Exercise text =
- Opening Delimiter -

Here’s Johnny and Amber as they meet, all lovey-dovey, on the set of “The Rum Diaries,” sharing the red wine he drinks like it was the blood of Dracula. Here’s Johnny charming Amber with his Brando impersonation, bedazzling her with his ornamental masculine charisma, as he is woken up by her adoring gaze. Here they are already getting into little tiffs about things like the movie roles Amber is taking (he calls them “demeaning”). Here, right after their wedding, in the middle of her bachelorette party, is a major fight, because Johnny doesn’t like that Amber and her girlfriends are doing drugs (coming from the drinker he is, that’s quite a high-handed piece of hypocrisy) and he says that she lied to him about the sex scene she did with Eddie Redmayne. (The way the film portrays it, Johnny is so jealous that he experiences even sex scenes as if they were betrayals.)
More seriously, here’s Johnny, in a re-enactment of Amber’s testimony, becoming physically abusive after she makes a joke at the expense of his Wino Forever tattoo. And here, in a re-enactment of Johnny’s testimony, is the far more tender, completely unabusive encounter about that tattoo that he described. Here’s Amber on the red carpet with scars on her arm (but are they real?), and here, as the 85-minute movie veers into its climactic home stretch, is severed-fingertip-gate and poop-gate.
If you got addicted to the trial and watched the whole goddamn thing (true confession: I did), you inevitably, over time, developed a psychological profile of each person, which led you to decide who was lying about what, and to come up with an interpretation of where you thought the trial deserved to land, in terms of legal justice. But really, the trial was a warped lens that all of us peered through, trying to take in the full picture of Depp and Heard’s obviously toxic relationship. (This tended to result in such pinpoint gems of trenchant analysis as, “They were both fucked up.”) “Hot Take” is like a second warped lens slapped on top of the first one. It doesn’t clarify; it literalizes yet blurs.

- Closing Delimiter -

Stored data =
- Opening Delimiter -

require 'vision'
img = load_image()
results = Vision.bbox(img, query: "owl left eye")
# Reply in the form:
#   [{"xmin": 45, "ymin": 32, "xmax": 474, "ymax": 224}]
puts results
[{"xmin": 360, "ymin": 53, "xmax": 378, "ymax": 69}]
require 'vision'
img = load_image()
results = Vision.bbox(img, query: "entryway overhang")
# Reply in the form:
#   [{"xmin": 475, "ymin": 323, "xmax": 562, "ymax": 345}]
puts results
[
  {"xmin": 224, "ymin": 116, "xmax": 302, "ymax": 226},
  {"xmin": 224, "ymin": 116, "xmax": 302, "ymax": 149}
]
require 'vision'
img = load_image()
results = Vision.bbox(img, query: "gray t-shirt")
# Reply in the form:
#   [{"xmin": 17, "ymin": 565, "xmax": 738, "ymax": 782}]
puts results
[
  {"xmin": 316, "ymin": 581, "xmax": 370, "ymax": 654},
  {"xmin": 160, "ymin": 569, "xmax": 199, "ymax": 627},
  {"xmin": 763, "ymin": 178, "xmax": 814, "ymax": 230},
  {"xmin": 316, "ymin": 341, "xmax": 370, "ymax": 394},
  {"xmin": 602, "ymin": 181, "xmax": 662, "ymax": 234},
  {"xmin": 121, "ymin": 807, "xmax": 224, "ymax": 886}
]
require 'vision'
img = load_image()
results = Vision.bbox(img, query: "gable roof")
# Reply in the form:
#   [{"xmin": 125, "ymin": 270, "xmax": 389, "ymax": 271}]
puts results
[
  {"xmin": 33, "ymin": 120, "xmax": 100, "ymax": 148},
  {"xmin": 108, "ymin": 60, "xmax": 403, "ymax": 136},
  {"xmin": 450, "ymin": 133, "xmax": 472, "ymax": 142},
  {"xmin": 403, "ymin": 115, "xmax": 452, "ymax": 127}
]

- Closing Delimiter -

Set of tasks =
- A) Render this sentence from the text about the film "Hot Take" into Spanish: "It doesn't clarify; it literalizes yet blurs."
- B) In one to three sentences, explain why the text about the film "Hot Take" calls Johnny's objection to Amber and her girlfriends doing drugs a piece of hypocrisy.
- C) Pick up the text about the film "Hot Take" right after its final sentence and carry it on.

Results in order =
- A) No aclara; literaliza y, sin embargo, difumina.

- B) Johnny is a heavy drinker himself, so the writer finds it high-handed and hypocritical for him to object to Amber and her friends using drugs.

- C)
How are the actors? As Depp, Mark Hapka looks the part (sort of, from certain angles, sometimes), but not really, because how could anyone? Hapka is also a little too neutral in the courtroom episodes — the real Johnny leaned into those theatrical low tones — but he captures, in the romantic scenes, how Johnny was a romantic about everything, but only on his own (unromantic) dominating terms. Megan Davis does a convincing impersonation of Heard, but to the extent that the trial caught Heard in duplicitous statements, like her insistence that she’d fulfilled her pledge to make a $3.5 million donation to the ACLU, the film doesn’t really allow Davis to show you how that side of Amber worked.
The real (bad) joke of “Hot Take” isn’t that it’s the scuzziest TV-movie ever made or anything like that. Quite the contrary: As ripped-from-the-headlines exploitation sleaze goes, it’s fairly standard. But it does one mildly innovative thing. It takes the social-media circus that surrounded the Depp/Heard trial and works it right into the movie. It keeps intercutting staged versions of postings from a pro-Amber YouTube pundit, a Johnny Depp teen-girl stan, and the various other DIY commentators and satirists who turned the trial into not just a riveting piece of theater but the most telling Warholian sideshow of the 21st century. Its ruling ethos was, “Everyone who has an opinion of the Depp/Heard trial will be famous for 15 milliseconds.” That’s a whole lot of power-to-the-people tabloid feedback, and even as “Hot Take” acknowledges it, it makes this movie just one more drop in an ocean of noise.